Records to use.
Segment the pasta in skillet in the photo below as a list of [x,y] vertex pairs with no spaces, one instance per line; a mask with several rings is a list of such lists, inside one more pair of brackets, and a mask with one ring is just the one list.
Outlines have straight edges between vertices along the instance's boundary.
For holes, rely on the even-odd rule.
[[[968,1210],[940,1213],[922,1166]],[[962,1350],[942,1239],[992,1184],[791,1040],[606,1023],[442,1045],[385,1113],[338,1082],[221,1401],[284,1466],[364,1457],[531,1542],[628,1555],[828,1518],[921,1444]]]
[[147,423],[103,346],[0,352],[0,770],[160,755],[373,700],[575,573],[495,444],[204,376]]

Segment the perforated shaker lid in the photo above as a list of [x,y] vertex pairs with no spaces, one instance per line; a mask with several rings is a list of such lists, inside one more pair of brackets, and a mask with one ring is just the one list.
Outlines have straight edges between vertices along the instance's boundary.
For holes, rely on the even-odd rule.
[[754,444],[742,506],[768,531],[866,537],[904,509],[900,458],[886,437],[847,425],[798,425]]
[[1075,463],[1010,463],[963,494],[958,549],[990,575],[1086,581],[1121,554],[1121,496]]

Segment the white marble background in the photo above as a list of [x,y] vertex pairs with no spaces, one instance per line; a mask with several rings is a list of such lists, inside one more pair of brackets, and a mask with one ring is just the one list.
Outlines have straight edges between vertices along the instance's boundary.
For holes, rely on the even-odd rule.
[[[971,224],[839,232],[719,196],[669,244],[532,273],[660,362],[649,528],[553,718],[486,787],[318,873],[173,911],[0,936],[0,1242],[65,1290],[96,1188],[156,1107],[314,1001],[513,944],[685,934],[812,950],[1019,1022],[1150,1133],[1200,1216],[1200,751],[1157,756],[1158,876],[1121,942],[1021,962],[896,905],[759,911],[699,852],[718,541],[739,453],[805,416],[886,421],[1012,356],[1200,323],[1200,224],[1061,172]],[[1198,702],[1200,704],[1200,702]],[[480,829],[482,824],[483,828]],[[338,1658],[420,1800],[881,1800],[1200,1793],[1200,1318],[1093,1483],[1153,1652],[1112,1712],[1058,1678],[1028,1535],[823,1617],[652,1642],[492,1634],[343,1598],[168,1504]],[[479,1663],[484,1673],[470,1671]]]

Assignment. Report every line in the data above in which the word "list" appears.

Written solution.
Segment the pasta in skillet in the photo below as a list of [x,y] vertex pairs with no spaces, one instance per line; a mask with several rings is a list of such lists, inside one more pair of brackets, and a mask with one ring is just the one list.
Segment the perforated shaker lid in the photo above as a list of [x,y] vertex pairs with no spaces, one instance per line; a mask with several rings is a list of such lists, inside one more pair of brackets, and a mask with one ring is just the one list.
Segment the white marble background in the photo above as a list of [x,y] vertex pairs with no spaces, one instance per line; a mask with several rings is a list of such lists, inside one more pair of brackets, and a mask with one ring is just the one list.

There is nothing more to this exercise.